- [RECORDS FOR PROCESSING]:
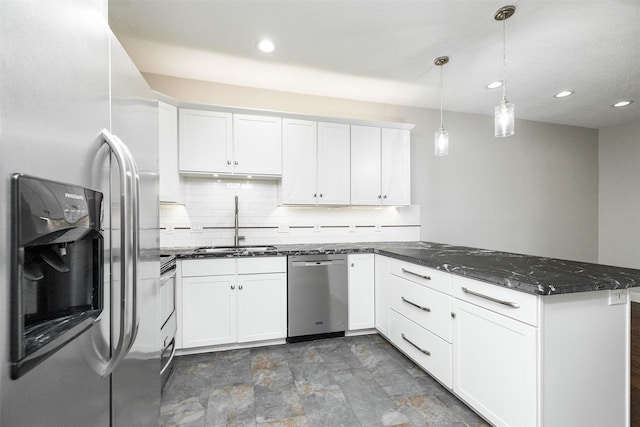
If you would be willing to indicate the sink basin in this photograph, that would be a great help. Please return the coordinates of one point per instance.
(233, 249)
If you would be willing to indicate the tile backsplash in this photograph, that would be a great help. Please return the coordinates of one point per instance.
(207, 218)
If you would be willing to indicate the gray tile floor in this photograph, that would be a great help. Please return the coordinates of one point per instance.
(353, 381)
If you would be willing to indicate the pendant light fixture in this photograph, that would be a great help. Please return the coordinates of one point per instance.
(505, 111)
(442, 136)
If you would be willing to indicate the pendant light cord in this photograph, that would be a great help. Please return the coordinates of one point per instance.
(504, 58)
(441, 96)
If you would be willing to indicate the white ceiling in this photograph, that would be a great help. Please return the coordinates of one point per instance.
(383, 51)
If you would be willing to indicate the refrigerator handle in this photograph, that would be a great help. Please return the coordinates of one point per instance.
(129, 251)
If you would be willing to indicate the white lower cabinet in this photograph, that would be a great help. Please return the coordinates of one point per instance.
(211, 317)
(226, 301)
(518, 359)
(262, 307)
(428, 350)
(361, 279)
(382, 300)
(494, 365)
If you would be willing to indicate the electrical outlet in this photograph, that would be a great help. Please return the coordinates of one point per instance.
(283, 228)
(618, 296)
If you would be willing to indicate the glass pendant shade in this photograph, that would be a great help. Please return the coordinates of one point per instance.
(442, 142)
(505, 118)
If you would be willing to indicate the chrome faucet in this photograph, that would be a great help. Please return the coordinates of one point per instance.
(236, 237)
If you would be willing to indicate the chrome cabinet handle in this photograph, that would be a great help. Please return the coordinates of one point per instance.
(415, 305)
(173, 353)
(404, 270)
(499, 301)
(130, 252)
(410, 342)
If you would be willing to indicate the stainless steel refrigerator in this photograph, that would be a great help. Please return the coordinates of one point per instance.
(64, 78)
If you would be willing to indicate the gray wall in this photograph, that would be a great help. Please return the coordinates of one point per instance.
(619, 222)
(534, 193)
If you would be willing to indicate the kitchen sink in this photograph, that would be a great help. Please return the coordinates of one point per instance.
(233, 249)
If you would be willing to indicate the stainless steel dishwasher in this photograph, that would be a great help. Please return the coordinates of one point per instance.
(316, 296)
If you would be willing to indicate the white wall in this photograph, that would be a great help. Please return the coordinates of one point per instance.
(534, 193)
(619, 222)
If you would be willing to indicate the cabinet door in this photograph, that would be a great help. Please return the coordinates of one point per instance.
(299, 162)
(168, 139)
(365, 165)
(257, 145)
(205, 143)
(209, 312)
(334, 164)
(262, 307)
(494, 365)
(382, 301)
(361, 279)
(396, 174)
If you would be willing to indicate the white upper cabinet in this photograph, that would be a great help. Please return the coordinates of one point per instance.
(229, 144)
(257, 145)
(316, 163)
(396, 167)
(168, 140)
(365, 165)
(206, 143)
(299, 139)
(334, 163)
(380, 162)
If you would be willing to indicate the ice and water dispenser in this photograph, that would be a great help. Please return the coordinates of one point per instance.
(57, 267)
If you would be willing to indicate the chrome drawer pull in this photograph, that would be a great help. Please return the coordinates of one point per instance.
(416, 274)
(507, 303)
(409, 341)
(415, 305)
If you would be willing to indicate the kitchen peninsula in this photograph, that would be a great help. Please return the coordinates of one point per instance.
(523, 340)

--

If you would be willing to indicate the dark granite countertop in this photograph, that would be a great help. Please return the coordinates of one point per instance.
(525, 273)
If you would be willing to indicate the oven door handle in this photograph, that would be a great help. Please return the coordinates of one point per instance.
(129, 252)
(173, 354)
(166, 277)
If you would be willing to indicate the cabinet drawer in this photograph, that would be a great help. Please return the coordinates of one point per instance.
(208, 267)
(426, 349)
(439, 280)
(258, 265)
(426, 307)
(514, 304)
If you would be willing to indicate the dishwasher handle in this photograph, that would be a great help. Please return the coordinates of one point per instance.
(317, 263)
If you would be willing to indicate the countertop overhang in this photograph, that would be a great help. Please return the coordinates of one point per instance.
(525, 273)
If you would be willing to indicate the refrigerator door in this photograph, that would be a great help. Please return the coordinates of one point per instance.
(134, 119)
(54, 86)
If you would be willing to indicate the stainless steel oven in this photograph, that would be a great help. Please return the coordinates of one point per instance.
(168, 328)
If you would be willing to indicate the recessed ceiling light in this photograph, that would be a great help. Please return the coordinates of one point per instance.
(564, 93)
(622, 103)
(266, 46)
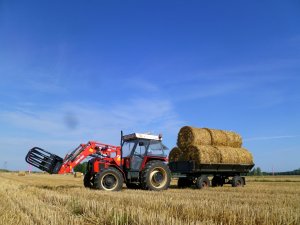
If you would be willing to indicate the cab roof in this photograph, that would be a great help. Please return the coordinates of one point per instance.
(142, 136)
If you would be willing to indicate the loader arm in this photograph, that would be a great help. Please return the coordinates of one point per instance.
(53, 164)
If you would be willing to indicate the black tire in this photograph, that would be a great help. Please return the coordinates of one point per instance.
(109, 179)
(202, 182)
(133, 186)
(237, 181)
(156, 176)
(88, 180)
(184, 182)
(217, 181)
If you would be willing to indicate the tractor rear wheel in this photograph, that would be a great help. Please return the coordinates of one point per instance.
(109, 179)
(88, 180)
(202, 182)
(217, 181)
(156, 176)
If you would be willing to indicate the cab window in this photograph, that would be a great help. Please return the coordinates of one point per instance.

- [WHAT THIS TASK INVOLVES]:
Working from the material above, retype exactly the lines from the one with "If you would be willing to indicate the loader" through the one with "If you would be willing to indicate the cab window", both included, and only those lines.

- [SOLVED PROBLEM]:
If you would be willing to indicate the loader arm in this photograph, that would be a great help. Please return the coordinates of one point per instance.
(53, 164)
If you would be willing to indicate the black tire in this photograph, that would be a great help. Please return the coordinates of one point per instance.
(109, 179)
(202, 182)
(133, 186)
(237, 181)
(156, 176)
(88, 180)
(184, 182)
(217, 181)
If you would be willing to indicate the tractor rear wheel in this photograph, that would be a great help. Please return the coordinates of one point per instance.
(109, 179)
(88, 180)
(202, 182)
(217, 181)
(156, 176)
If you would be willing to indicate the cab window in this photograph, that would be a great help. Please return the coordinates of one point per instance.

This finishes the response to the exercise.